- _Given records_
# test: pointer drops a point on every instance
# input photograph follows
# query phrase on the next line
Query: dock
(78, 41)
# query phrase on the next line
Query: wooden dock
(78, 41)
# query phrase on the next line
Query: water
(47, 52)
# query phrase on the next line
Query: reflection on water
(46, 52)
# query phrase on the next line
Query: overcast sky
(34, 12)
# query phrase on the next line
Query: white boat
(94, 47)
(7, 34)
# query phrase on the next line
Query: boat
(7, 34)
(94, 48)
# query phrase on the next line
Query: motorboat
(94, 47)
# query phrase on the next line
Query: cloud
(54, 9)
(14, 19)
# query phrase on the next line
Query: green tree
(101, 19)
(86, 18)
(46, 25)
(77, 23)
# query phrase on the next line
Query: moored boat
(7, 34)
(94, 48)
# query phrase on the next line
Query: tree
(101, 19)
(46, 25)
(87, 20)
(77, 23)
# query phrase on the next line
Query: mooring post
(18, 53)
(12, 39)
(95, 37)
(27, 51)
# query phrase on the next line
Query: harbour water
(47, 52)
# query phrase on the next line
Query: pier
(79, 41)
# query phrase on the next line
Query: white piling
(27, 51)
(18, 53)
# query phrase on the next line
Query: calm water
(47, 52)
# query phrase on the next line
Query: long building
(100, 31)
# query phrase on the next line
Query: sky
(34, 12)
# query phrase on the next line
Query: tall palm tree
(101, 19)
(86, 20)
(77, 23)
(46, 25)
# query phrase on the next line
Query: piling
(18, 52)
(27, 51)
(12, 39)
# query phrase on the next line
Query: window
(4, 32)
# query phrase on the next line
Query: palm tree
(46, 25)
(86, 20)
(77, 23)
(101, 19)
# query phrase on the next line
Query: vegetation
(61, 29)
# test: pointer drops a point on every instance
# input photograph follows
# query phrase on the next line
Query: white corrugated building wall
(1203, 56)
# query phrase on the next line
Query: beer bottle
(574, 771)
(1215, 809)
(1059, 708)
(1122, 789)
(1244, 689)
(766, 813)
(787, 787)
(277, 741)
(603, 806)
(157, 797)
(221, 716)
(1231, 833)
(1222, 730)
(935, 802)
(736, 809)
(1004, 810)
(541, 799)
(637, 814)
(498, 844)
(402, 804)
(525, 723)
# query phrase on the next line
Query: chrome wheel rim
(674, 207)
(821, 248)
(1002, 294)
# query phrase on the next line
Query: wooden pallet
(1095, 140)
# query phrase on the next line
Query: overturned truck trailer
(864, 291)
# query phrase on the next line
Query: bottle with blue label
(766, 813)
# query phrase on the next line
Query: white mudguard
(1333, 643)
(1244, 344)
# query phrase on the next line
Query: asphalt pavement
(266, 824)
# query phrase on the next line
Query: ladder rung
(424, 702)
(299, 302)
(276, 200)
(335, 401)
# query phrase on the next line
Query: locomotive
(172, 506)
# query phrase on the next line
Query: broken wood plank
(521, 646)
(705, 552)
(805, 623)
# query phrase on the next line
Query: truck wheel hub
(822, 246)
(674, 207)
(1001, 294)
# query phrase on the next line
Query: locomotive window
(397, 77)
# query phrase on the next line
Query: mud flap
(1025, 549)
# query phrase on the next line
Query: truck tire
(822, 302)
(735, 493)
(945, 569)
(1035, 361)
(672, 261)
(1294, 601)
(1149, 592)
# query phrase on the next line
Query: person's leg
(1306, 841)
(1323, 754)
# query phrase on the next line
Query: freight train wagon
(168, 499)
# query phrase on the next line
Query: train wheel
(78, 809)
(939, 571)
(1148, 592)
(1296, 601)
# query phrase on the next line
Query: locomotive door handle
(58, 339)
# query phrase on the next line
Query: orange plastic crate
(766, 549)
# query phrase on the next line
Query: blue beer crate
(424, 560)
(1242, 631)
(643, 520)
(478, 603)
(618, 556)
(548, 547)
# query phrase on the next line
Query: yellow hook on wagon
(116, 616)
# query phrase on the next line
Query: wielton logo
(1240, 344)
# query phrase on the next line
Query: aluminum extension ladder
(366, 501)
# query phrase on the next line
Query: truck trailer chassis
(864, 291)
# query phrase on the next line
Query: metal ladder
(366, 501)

- _Brief_
Repeat the material in full. Change nothing.

- _Your response_
# test: pointer drops a point on every instance
# input photograph follows
# query phrase on the next line
Query: dock
(78, 41)
# query phrase on the next line
Query: wooden dock
(78, 41)
# query phrase on the next line
Query: water
(47, 52)
# query phrase on the next line
Query: reflection on water
(46, 52)
# query phrase on the next line
Query: overcast sky
(34, 12)
# query phrase on the next line
Query: white boat
(94, 47)
(7, 34)
# query phrase on the next line
Query: boat
(7, 34)
(94, 48)
# query phrase on the next line
Query: motorboat
(94, 47)
# query phrase on the next line
Query: cloud
(54, 9)
(14, 19)
# query phrase on the next line
Query: green tree
(101, 19)
(86, 18)
(46, 25)
(77, 23)
# query phrase on the next line
Query: moored boat
(7, 34)
(94, 48)
# query phrase on the next line
Query: tree
(101, 19)
(46, 25)
(87, 20)
(77, 23)
# query phrase on the next line
Query: mooring post
(18, 53)
(12, 39)
(95, 37)
(27, 51)
# query phrase on the next line
Query: harbour water
(47, 52)
# query phrase on the next line
Query: pier
(79, 41)
# query phrase on the next line
Query: white piling
(27, 51)
(18, 53)
# query phrase on the next line
Query: calm water
(47, 52)
# query phrase on the next line
Query: long building
(100, 31)
# query phrase on the next line
Query: sky
(34, 12)
# query phrase on the next line
Query: tall palm tree
(101, 19)
(86, 20)
(77, 23)
(46, 25)
# query phrase on the next line
Query: piling
(18, 52)
(27, 51)
(12, 39)
# query phrase on the next line
Query: window
(4, 32)
# query phrase on the next line
Query: palm tree
(46, 25)
(86, 20)
(77, 23)
(101, 19)
# query phrase on the next line
Query: vegetation
(61, 29)
# test: pointer drops a point on every instance
# input photograph follows
# query phrase on the next line
Query: white corrugated building wall
(1203, 56)
# query phrase on the next line
Query: beer bottle
(574, 771)
(1215, 809)
(1059, 708)
(1122, 789)
(1244, 689)
(766, 813)
(787, 787)
(277, 741)
(603, 806)
(157, 797)
(221, 716)
(1231, 833)
(1222, 730)
(935, 802)
(736, 809)
(1004, 810)
(541, 799)
(637, 814)
(498, 844)
(402, 804)
(525, 723)
# query phrase on the next line
Query: chrome wheel rim
(674, 207)
(821, 248)
(1002, 294)
# query phrase on the next line
Query: wooden pallet
(1095, 140)
# query phrase on the next line
Query: overturned truck trailer
(864, 291)
# query phrase on the next line
Query: bottle with blue label
(766, 813)
# query phrase on the next line
Query: white mudguard
(1333, 643)
(1244, 344)
# query phrase on the next line
Query: asphalt pavement
(266, 824)
# query phrase on the next line
Query: ladder rung
(424, 702)
(299, 302)
(276, 200)
(335, 401)
# query phrase on the next line
Query: locomotive
(172, 506)
# query phrase on the next line
Query: broken wood plank
(521, 646)
(705, 552)
(805, 623)
# query phrase on the next line
Query: truck wheel hub
(822, 246)
(674, 207)
(1001, 294)
# query phrase on the next line
Query: locomotive window
(397, 77)
# query phrase on the next line
Query: mud flap
(1025, 549)
# query phrase on the next line
Query: truck tire
(822, 302)
(735, 493)
(945, 569)
(1035, 361)
(672, 261)
(1294, 601)
(1149, 592)
# query phrase on the next line
Query: person's leg
(1306, 841)
(1323, 754)
# query phrase on the next line
Query: freight train wagon
(168, 499)
# query phrase on the next line
Query: train wheel
(78, 809)
(939, 571)
(1148, 592)
(1296, 601)
# query phrase on the next line
Query: locomotive door handle
(58, 339)
# query phrase on the next line
Query: orange plastic crate
(766, 549)
# query phrase on the next line
Query: blue beer crate
(424, 560)
(1242, 631)
(643, 520)
(478, 603)
(618, 556)
(548, 547)
# query phrase on the next line
Query: yellow hook on wagon
(116, 616)
# query phrase on the next line
Query: wielton logo
(1240, 344)
# query phrase on the next line
Query: aluminum extension ladder
(366, 501)
# query phrase on the next line
Query: truck trailer chassis
(864, 291)
# query phrase on the next line
Query: metal ladder
(366, 501)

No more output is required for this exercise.